● ВЫБРАННЫЙ ОТРЫВОК:
--
9 ноября. Эсминцы «Гремящий» и «Сокрушительный» в сопровождении трех «морских охотников» произвели [71] ночной артиллерийский обстрел скоплений противника. Были отмечены хорошие результаты».

Точно такую же задачу выполнял наш корабль 16 и 17 ноября. Тогда мне довелось быть на связи с боевыми постами артиллерийского подразделения, а центральную наводку орудий главного калибра осуществляли мои товарищи Николай Швец и Василий Кубанский. Оба ловкие и умелые наводчики, понимавшие друг друга в бою с полуслова.

...Все чаще хмурилось осеннее заполярное небо. Холодный дождь перемежался с мокрым снегом. Приуныли матросы. Но не погода была тому причиной. Угнетали неутешительные сводки с фронтов. На юге наши войска отступали в глубь страны. Когда репродуктор замолкал, в кубрике слышались удрученные голоса:

— Мой город захватили фашисты...
--
● ИСХОДНЫЕ ДАННЫЕ:
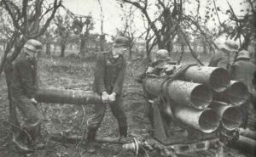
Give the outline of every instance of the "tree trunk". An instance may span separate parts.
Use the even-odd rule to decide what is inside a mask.
[[[204,54],[208,53],[207,47],[207,44],[205,42],[203,42],[203,51],[204,51]]]
[[[86,40],[84,37],[81,38],[79,54],[82,55],[83,57],[84,57],[84,54],[85,54],[85,51],[84,51],[85,42],[86,42]]]
[[[50,56],[50,43],[49,42],[46,43],[46,55]]]
[[[177,62],[177,64],[180,64],[180,62],[182,61],[183,54],[184,54],[184,51],[185,51],[184,43],[181,44],[180,49],[181,49],[181,53],[180,53],[179,59],[178,59],[178,60]]]
[[[61,45],[61,57],[65,57],[66,42],[62,42]]]

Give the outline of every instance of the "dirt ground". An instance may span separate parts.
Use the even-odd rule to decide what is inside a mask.
[[[188,63],[191,62],[188,59]],[[75,58],[43,58],[40,60],[38,72],[40,87],[61,89],[91,90],[93,81],[94,62]],[[131,61],[127,67],[127,75],[124,87],[124,106],[128,118],[129,136],[148,137],[149,121],[145,116],[145,100],[141,85],[135,77],[144,70],[142,61]],[[71,105],[39,104],[38,107],[44,117],[42,125],[42,139],[46,143],[43,150],[33,154],[22,154],[17,151],[10,140],[10,130],[8,124],[9,108],[7,87],[4,75],[0,76],[0,157],[123,157],[133,156],[133,154],[121,149],[114,144],[101,144],[96,154],[84,153],[86,143],[78,141],[76,143],[60,143],[51,140],[55,134],[65,132],[84,136],[87,128],[87,120],[93,114],[92,104]],[[117,121],[109,108],[107,109],[103,123],[97,137],[117,137],[119,135]],[[192,154],[191,154],[192,155]],[[189,156],[191,156],[189,155]],[[160,156],[151,152],[150,156]],[[195,154],[192,156],[208,156]],[[224,156],[248,156],[238,150],[224,148]]]

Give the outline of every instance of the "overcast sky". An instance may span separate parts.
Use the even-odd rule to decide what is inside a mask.
[[[104,13],[104,32],[114,35],[116,28],[121,26],[120,14],[122,10],[120,6],[118,5],[116,0],[100,0],[102,5]],[[231,6],[234,8],[235,12],[239,13],[241,9],[246,8],[245,5],[240,5],[239,3],[242,0],[228,0]],[[149,2],[154,2],[154,0],[149,0]],[[191,1],[193,2],[193,1]],[[205,14],[206,10],[206,0],[201,2],[201,14]],[[216,0],[217,6],[221,9],[226,10],[229,8],[227,2],[225,0]],[[75,14],[88,15],[91,13],[96,25],[94,32],[100,33],[101,31],[101,8],[98,0],[63,0],[63,4]],[[194,5],[195,6],[195,5]],[[185,8],[186,11],[192,9],[193,3]],[[152,10],[154,12],[154,10]],[[139,17],[140,14],[137,14],[136,17]],[[227,18],[224,14],[220,14],[220,20],[223,21]],[[138,18],[137,18],[138,19]],[[139,29],[143,26],[143,23],[139,20],[136,20],[136,25]],[[214,26],[213,23],[210,23],[209,26]],[[217,24],[218,25],[218,24]]]

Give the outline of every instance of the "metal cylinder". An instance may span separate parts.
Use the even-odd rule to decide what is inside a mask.
[[[101,97],[93,92],[65,89],[39,89],[36,100],[41,103],[86,104],[102,102]]]
[[[212,99],[210,88],[205,85],[183,81],[166,81],[164,93],[175,102],[193,106],[196,109],[207,108]]]
[[[254,155],[256,154],[256,141],[252,138],[248,138],[247,137],[240,135],[239,139],[237,141],[234,141],[231,145],[246,153],[249,153]]]
[[[221,124],[226,130],[231,131],[239,127],[242,122],[241,111],[238,107],[226,103],[213,101],[209,108],[221,118]]]
[[[226,70],[207,66],[190,66],[185,70],[183,78],[188,81],[206,83],[216,92],[224,91],[230,81]]]
[[[247,137],[248,138],[252,138],[252,139],[256,140],[256,132],[252,131],[249,128],[247,128],[247,129],[240,128],[239,129],[239,134],[242,135],[244,137]]]
[[[162,84],[165,82],[166,78],[147,78],[143,81],[143,88],[145,91],[153,95],[161,95]]]
[[[153,95],[162,95],[180,104],[201,109],[207,108],[212,99],[208,87],[179,80],[171,81],[164,78],[148,78],[143,82],[143,87]]]
[[[222,93],[215,93],[213,98],[216,100],[230,103],[236,106],[243,104],[250,97],[247,86],[238,81],[231,81],[229,87]]]
[[[184,125],[189,126],[205,133],[211,133],[218,127],[219,116],[211,109],[203,110],[177,105],[173,115]]]

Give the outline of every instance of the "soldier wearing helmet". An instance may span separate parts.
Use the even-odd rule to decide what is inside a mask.
[[[238,51],[238,45],[232,40],[227,40],[218,46],[219,52],[211,59],[208,66],[228,69],[230,64],[230,53]]]
[[[127,137],[127,120],[122,104],[122,89],[126,67],[124,53],[128,45],[129,40],[126,37],[118,36],[112,50],[97,58],[93,91],[102,96],[102,103],[95,104],[95,114],[88,121],[88,153],[96,152],[95,137],[102,122],[107,104],[118,121],[119,139]]]
[[[248,111],[253,108],[251,104],[255,105],[255,88],[253,85],[253,75],[256,71],[256,65],[250,60],[250,53],[247,50],[241,50],[238,53],[235,63],[230,67],[231,80],[236,80],[243,82],[251,93],[251,102],[247,102],[241,106],[243,113],[243,126],[246,127]],[[255,109],[255,106],[253,106]]]
[[[34,143],[38,137],[37,130],[42,121],[42,115],[36,107],[38,102],[35,99],[38,89],[37,57],[41,51],[42,43],[30,39],[13,64],[12,101],[24,117],[21,129],[13,134],[13,142],[24,151],[32,150],[30,144]]]

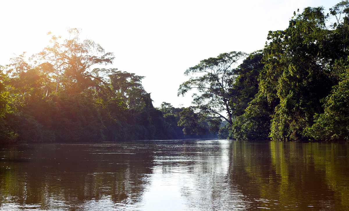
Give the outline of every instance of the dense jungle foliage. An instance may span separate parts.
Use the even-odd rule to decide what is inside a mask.
[[[217,137],[216,124],[190,108],[154,107],[143,77],[105,68],[112,53],[69,32],[73,38],[50,35],[41,52],[0,67],[0,143]]]
[[[349,1],[329,11],[295,12],[287,29],[269,31],[265,47],[247,56],[233,51],[201,61],[185,72],[178,95],[196,90],[195,109],[227,121],[221,138],[348,140]]]
[[[0,66],[1,143],[214,137],[349,140],[349,1],[295,12],[264,48],[222,53],[189,68],[178,95],[193,106],[153,106],[142,76],[107,68],[91,40],[52,36]],[[241,60],[242,60],[242,61]],[[225,125],[222,125],[222,121]]]

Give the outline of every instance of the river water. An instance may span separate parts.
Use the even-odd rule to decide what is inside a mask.
[[[3,147],[0,210],[348,210],[348,146],[184,140]]]

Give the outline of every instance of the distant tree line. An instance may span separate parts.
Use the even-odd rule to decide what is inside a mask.
[[[216,125],[190,108],[155,108],[143,77],[106,68],[112,53],[69,32],[0,66],[0,143],[216,137]]]
[[[195,90],[198,113],[227,121],[221,138],[349,140],[349,1],[329,11],[295,12],[260,51],[201,61],[178,95]]]

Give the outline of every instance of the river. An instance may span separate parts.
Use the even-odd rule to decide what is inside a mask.
[[[175,140],[2,147],[0,210],[348,210],[348,146]]]

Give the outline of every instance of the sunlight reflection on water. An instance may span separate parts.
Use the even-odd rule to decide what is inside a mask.
[[[184,140],[0,150],[0,210],[349,209],[347,143]]]

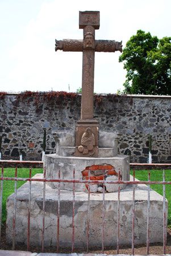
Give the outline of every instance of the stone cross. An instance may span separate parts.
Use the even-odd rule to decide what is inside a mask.
[[[95,52],[122,51],[122,42],[95,40],[95,30],[99,28],[99,11],[80,11],[79,28],[83,29],[83,40],[55,40],[56,51],[60,49],[83,53],[81,120],[76,127],[76,155],[78,156],[98,156],[98,122],[93,119]],[[87,132],[89,139],[85,142]]]

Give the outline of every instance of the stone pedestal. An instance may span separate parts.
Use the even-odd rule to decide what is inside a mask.
[[[118,180],[118,173],[120,170],[122,180],[130,180],[130,162],[127,156],[119,155],[111,158],[81,158],[76,156],[64,156],[56,154],[45,155],[44,159],[44,166],[46,170],[46,177],[57,179],[60,170],[61,179],[73,179],[73,170],[75,170],[75,179],[84,179],[82,172],[84,170],[104,170],[104,175],[110,176],[110,170],[114,170],[116,174],[113,180],[116,177]],[[88,176],[88,175],[87,175]],[[106,179],[106,177],[104,179]],[[101,176],[100,178],[101,178]],[[98,180],[98,178],[97,179]],[[52,188],[58,187],[57,183],[49,183]],[[121,184],[120,188],[124,188],[126,184]],[[73,190],[72,183],[61,183],[61,189]],[[82,183],[76,184],[76,191],[86,191],[85,185]],[[117,189],[118,190],[118,189]]]
[[[36,175],[36,177],[42,175]],[[46,184],[45,201],[45,246],[56,246],[58,189]],[[148,188],[135,185],[135,244],[146,243]],[[43,188],[41,182],[32,182],[31,186],[30,244],[41,245],[43,228]],[[16,243],[27,245],[28,207],[30,184],[27,182],[17,191],[16,212]],[[118,192],[105,193],[105,246],[116,247],[117,241]],[[132,238],[132,186],[128,185],[120,194],[120,245],[131,245]],[[162,242],[163,197],[150,191],[149,242]],[[7,241],[11,243],[14,194],[7,201]],[[76,192],[74,211],[74,247],[86,248],[88,195]],[[167,216],[168,201],[166,200]],[[73,192],[61,191],[60,204],[60,246],[72,247]],[[102,239],[103,195],[90,193],[89,247],[101,247]]]

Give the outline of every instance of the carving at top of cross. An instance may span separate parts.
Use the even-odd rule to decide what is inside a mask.
[[[100,26],[99,11],[80,11],[79,28],[83,28],[84,39],[56,40],[55,51],[82,51],[82,76],[81,119],[93,119],[95,52],[122,51],[122,42],[95,40],[95,30]]]
[[[98,155],[98,122],[93,119],[95,52],[122,51],[122,42],[95,40],[95,30],[100,26],[99,11],[80,11],[79,28],[83,40],[55,40],[55,51],[82,52],[81,120],[76,126],[76,156]]]

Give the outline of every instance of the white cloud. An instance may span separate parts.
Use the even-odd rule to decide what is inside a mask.
[[[55,52],[55,39],[82,39],[78,11],[99,10],[101,27],[96,31],[96,38],[122,39],[125,45],[137,29],[149,31],[159,37],[169,36],[166,11],[169,2],[163,2],[161,4],[158,0],[45,1],[37,16],[25,27],[22,39],[9,52],[9,61],[13,64],[7,77],[3,77],[6,90],[49,90],[52,88],[55,90],[67,90],[69,84],[71,90],[76,91],[81,86],[82,53]],[[96,92],[114,93],[122,88],[126,72],[123,64],[118,63],[119,54],[96,53]],[[9,86],[11,83],[12,89]]]

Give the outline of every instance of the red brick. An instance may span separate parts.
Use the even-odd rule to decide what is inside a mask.
[[[108,175],[118,175],[118,174],[116,172],[115,170],[109,170],[107,171]]]
[[[99,166],[99,170],[112,170],[114,167],[110,164],[105,164],[104,166]]]
[[[90,171],[96,171],[96,170],[98,170],[98,167],[99,167],[99,166],[95,166],[95,165],[91,166],[89,167],[89,170]]]
[[[84,170],[84,171],[82,171],[82,175],[83,176],[89,176],[89,170]]]

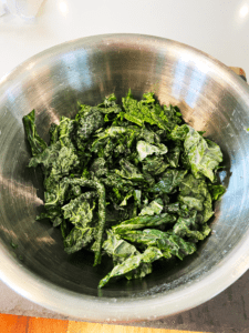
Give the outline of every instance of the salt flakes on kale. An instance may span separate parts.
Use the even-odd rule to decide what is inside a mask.
[[[94,252],[113,270],[98,287],[118,278],[141,279],[156,260],[183,260],[209,233],[212,205],[225,192],[216,182],[220,148],[184,123],[177,107],[154,93],[141,101],[131,90],[117,104],[80,104],[74,119],[51,124],[46,144],[35,111],[23,117],[32,158],[42,167],[44,212],[60,228],[64,250]]]

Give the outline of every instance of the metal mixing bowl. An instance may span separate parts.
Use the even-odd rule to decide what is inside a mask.
[[[96,104],[112,92],[136,98],[155,91],[224,152],[227,192],[216,203],[212,234],[183,262],[158,264],[142,281],[97,291],[107,263],[85,252],[68,255],[60,231],[35,222],[42,175],[27,168],[22,117],[37,111],[40,135],[72,117],[77,102]],[[89,321],[157,319],[214,297],[249,268],[249,88],[211,57],[172,40],[138,34],[83,38],[32,57],[0,82],[0,278],[50,310]],[[12,246],[11,243],[17,244]]]

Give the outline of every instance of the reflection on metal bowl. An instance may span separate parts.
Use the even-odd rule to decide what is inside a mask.
[[[135,98],[155,91],[160,103],[178,105],[187,123],[221,147],[227,192],[197,253],[100,293],[108,264],[93,268],[84,251],[68,255],[60,231],[34,220],[42,175],[27,168],[22,117],[35,109],[38,132],[48,140],[50,123],[74,115],[79,101],[96,104],[112,92],[121,99],[129,88]],[[1,80],[0,92],[0,278],[18,293],[65,315],[131,322],[201,304],[249,268],[249,88],[226,65],[172,40],[96,36],[34,56]]]

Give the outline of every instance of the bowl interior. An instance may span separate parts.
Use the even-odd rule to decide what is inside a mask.
[[[44,282],[104,297],[167,293],[212,271],[218,274],[249,228],[249,93],[239,80],[191,48],[148,37],[82,39],[20,65],[0,87],[0,240],[11,260]],[[43,205],[42,173],[27,168],[31,155],[22,117],[35,109],[38,132],[48,141],[51,122],[73,117],[79,101],[94,105],[112,92],[121,101],[129,88],[136,98],[155,91],[162,104],[178,105],[187,123],[221,147],[220,179],[227,192],[215,205],[212,234],[197,253],[183,262],[155,263],[142,281],[120,281],[100,293],[96,286],[110,262],[93,268],[93,256],[84,250],[68,255],[60,230],[35,222]]]

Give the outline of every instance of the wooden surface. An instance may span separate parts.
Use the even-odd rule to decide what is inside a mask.
[[[0,314],[1,333],[205,333]]]

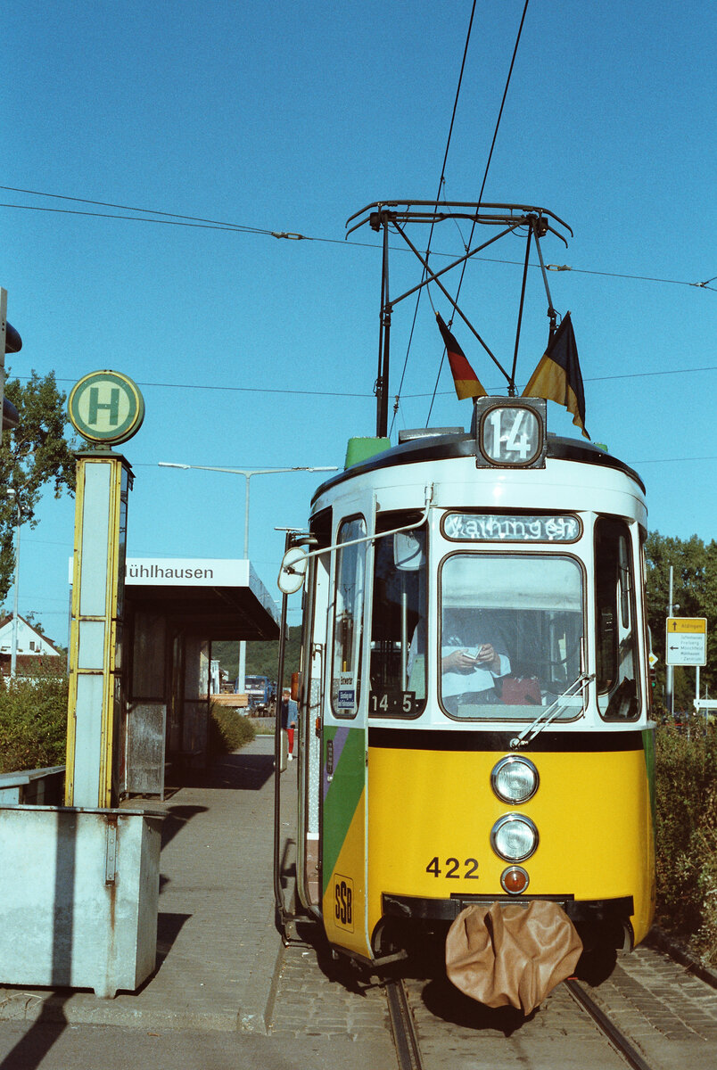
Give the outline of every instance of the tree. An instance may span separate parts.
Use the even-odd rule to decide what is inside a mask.
[[[55,496],[75,490],[77,443],[66,434],[66,395],[58,389],[55,372],[41,378],[33,371],[22,385],[19,379],[5,383],[7,397],[19,413],[19,425],[2,435],[0,447],[0,602],[5,598],[15,570],[15,528],[19,507],[21,522],[36,528],[35,508],[49,485]],[[15,491],[15,498],[7,495]]]

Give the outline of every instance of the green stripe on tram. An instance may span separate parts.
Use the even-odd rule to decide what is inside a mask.
[[[327,728],[324,747],[340,729]],[[324,751],[324,768],[325,768]],[[366,781],[365,733],[349,729],[349,734],[323,804],[322,884],[325,893],[334,867],[341,853]]]

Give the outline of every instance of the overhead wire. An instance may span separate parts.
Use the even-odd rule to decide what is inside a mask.
[[[446,162],[448,159],[448,149],[451,148],[451,138],[453,137],[453,127],[454,127],[454,123],[456,121],[456,112],[458,110],[458,101],[459,101],[459,97],[460,97],[460,87],[461,87],[461,83],[463,81],[463,72],[466,70],[466,58],[468,57],[468,46],[469,46],[470,41],[471,41],[471,30],[473,29],[473,17],[475,15],[475,4],[476,4],[476,0],[473,0],[473,6],[471,7],[471,17],[470,17],[469,22],[468,22],[468,32],[466,34],[466,44],[463,46],[463,59],[462,59],[461,64],[460,64],[460,74],[458,75],[458,86],[456,88],[456,96],[455,96],[454,102],[453,102],[453,112],[451,114],[451,123],[448,125],[448,136],[446,138],[445,151],[443,153],[443,164],[441,166],[441,178],[439,179],[439,182],[438,182],[438,192],[436,194],[436,203],[437,203],[437,205],[438,205],[438,201],[441,199],[441,190],[443,189],[444,184],[445,184],[445,165],[446,165]],[[406,378],[406,369],[408,368],[409,354],[411,352],[411,343],[413,341],[413,331],[415,328],[416,319],[418,317],[418,306],[421,305],[421,296],[423,294],[423,284],[425,281],[426,273],[427,273],[427,269],[428,269],[428,257],[430,255],[430,244],[431,244],[431,241],[432,241],[432,238],[433,238],[433,228],[434,228],[434,226],[436,226],[436,219],[432,219],[431,220],[431,225],[430,225],[430,229],[428,231],[428,241],[426,243],[426,263],[425,263],[424,268],[422,269],[422,273],[421,273],[421,287],[418,289],[418,292],[416,293],[416,301],[415,301],[415,305],[414,305],[414,308],[413,308],[413,320],[411,322],[411,331],[409,332],[408,343],[407,343],[407,347],[406,347],[406,357],[403,358],[403,369],[401,371],[401,378],[400,378],[400,382],[398,384],[398,393],[396,394],[396,401],[395,401],[395,404],[394,404],[394,415],[393,415],[393,418],[391,421],[391,427],[388,428],[388,438],[391,438],[391,432],[393,431],[394,424],[396,422],[396,414],[398,412],[398,404],[399,404],[399,400],[400,400],[400,396],[401,396],[401,389],[403,387],[403,380]],[[429,294],[429,299],[430,299],[430,294]],[[431,303],[431,306],[432,306],[432,303]]]
[[[119,215],[117,213],[110,213],[110,212],[83,212],[76,209],[47,208],[46,205],[42,204],[12,204],[7,202],[0,202],[0,208],[17,209],[18,211],[51,212],[60,215],[75,215],[75,216],[80,216],[86,218],[89,217],[95,219],[124,219],[129,223],[133,221],[154,223],[157,224],[158,226],[165,226],[165,227],[189,227],[200,230],[220,230],[240,234],[256,234],[258,236],[285,239],[290,241],[317,242],[324,245],[341,245],[341,246],[348,245],[356,248],[375,249],[377,251],[380,251],[380,246],[378,246],[376,242],[358,242],[354,240],[347,241],[344,238],[326,238],[317,234],[303,234],[298,231],[271,230],[270,228],[251,227],[241,223],[229,223],[220,219],[216,220],[205,219],[202,216],[182,215],[179,212],[162,212],[157,209],[137,208],[136,205],[126,205],[125,208],[125,205],[113,204],[111,201],[90,200],[89,198],[86,197],[72,197],[68,194],[52,194],[34,189],[19,189],[18,187],[15,186],[0,185],[0,189],[5,189],[16,193],[28,193],[35,197],[52,197],[58,200],[67,200],[82,204],[95,204],[97,207],[106,207],[106,208],[120,208],[123,211],[141,212],[143,214],[140,216]],[[167,218],[162,218],[162,219],[153,218],[153,216],[155,215],[167,216]],[[397,253],[409,251],[402,245],[400,246],[395,245],[390,247],[393,251]],[[431,250],[431,256],[454,257],[455,254],[443,253],[441,250],[434,249]],[[522,264],[522,261],[520,260],[509,260],[499,257],[474,257],[474,259],[480,260],[483,263],[498,263],[498,264],[506,264],[509,266]],[[538,265],[531,264],[531,268],[537,269]],[[626,272],[595,271],[588,268],[575,268],[570,264],[546,264],[546,268],[548,271],[555,271],[555,272],[569,271],[576,275],[601,275],[606,278],[625,278],[643,282],[662,282],[671,286],[690,286],[697,289],[717,291],[717,287],[710,285],[711,282],[714,282],[717,279],[717,275],[713,276],[712,278],[707,278],[704,281],[692,281],[690,279],[663,278],[661,276],[654,276],[654,275],[631,275]]]
[[[510,77],[513,75],[513,67],[515,66],[516,56],[518,55],[518,45],[520,44],[520,35],[522,34],[522,31],[523,31],[523,24],[525,21],[525,13],[528,12],[528,4],[529,4],[529,2],[530,2],[530,0],[525,0],[524,6],[523,6],[523,13],[522,13],[522,16],[520,18],[520,26],[518,27],[518,34],[516,36],[516,43],[515,43],[515,46],[513,48],[513,57],[510,59],[510,66],[508,68],[508,76],[505,79],[505,88],[503,90],[503,100],[501,101],[501,107],[500,107],[499,112],[498,112],[498,119],[495,121],[495,128],[493,131],[493,137],[492,137],[492,141],[490,143],[490,151],[488,153],[488,160],[486,163],[486,169],[484,171],[483,182],[480,183],[480,193],[478,194],[478,203],[477,203],[477,207],[476,207],[476,210],[475,210],[476,211],[476,216],[477,216],[477,213],[478,213],[478,209],[480,208],[480,202],[483,201],[483,194],[484,194],[485,188],[486,188],[486,181],[488,179],[488,170],[490,169],[490,162],[493,158],[493,149],[495,148],[495,140],[498,138],[498,131],[499,131],[499,127],[501,125],[501,119],[502,119],[502,116],[503,116],[503,108],[505,107],[505,100],[506,100],[506,97],[508,95],[508,87],[510,85]],[[476,219],[474,219],[473,220],[473,225],[471,226],[471,233],[470,233],[469,239],[468,239],[468,244],[466,246],[467,251],[471,247],[471,242],[473,241],[473,234],[475,233],[476,226],[477,226],[477,221],[476,221]],[[462,264],[461,270],[460,270],[460,278],[458,279],[458,289],[456,290],[456,304],[458,304],[458,297],[460,295],[460,290],[461,290],[461,287],[463,285],[463,278],[466,277],[466,269],[467,269],[467,266],[468,266],[468,260],[463,260],[463,264]],[[451,316],[451,319],[448,320],[448,330],[451,330],[452,324],[453,324],[453,314]],[[440,378],[441,378],[441,371],[443,370],[444,361],[445,361],[445,349],[443,350],[443,354],[441,356],[441,363],[440,363],[439,369],[438,369],[438,376],[436,377],[436,385],[433,387],[433,397],[431,398],[431,402],[430,402],[430,406],[428,408],[428,415],[426,416],[426,427],[428,427],[428,422],[430,421],[430,416],[431,416],[431,413],[433,411],[433,401],[436,399],[436,393],[438,391],[438,384],[439,384],[439,381],[440,381]]]

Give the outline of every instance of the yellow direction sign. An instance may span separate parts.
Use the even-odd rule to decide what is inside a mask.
--
● ЗАДАНИЯ К РАБОТЕ:
1) Кто, согласно отрывку о моряках в Заполярье, осуществлял центральную наводку орудий главного калибра 16 и 17 ноября?
2) Продолжите отрывок о моряках в Заполярье, начав сразу после последней приведенной в нем реплики.

● ОТВЕТЫ К УПРАЖНЕНИЮ:
1) Николай Швец и Василий Кубанский.

2)
— Да когда же все это кончится!?

— Когда же наконец мы дадим фашистам по морде и погоним их на запад?

Неужели враг действительно так силен, что его ничем нельзя остановить? Нет! В это мы не верили. Ведь здесь, на Севере, врагу не удалось прорваться в глубь нашей территории! Части Красной Армии и морская пехота Северного флота стали стеной на линии государственной границы. На сопках Заполярья советские бойцы не отступили ни на шаг. «Стой, гад! Здесь стоят матросы!» — приговаривали североморцы, ведя огонь по атакующему врагу.

Мы с воодушевлением ходили наносить артиллерийские удары по вражеским позициям. Это было конкретной помощью нашим солдатам и матросам, сражавшимся на берегу.

Для связи с морской пехотой и передачи на корабль корректировочных данных корабль выделял специальную группу. Попасть в нее мечтали все. На этот раз командир назначил в нее лейтенанта Бориса Владимировича Гаврилова, сигнальщика Вениамина Онохова, радистов Петра Тесленко и Николая Маршагина.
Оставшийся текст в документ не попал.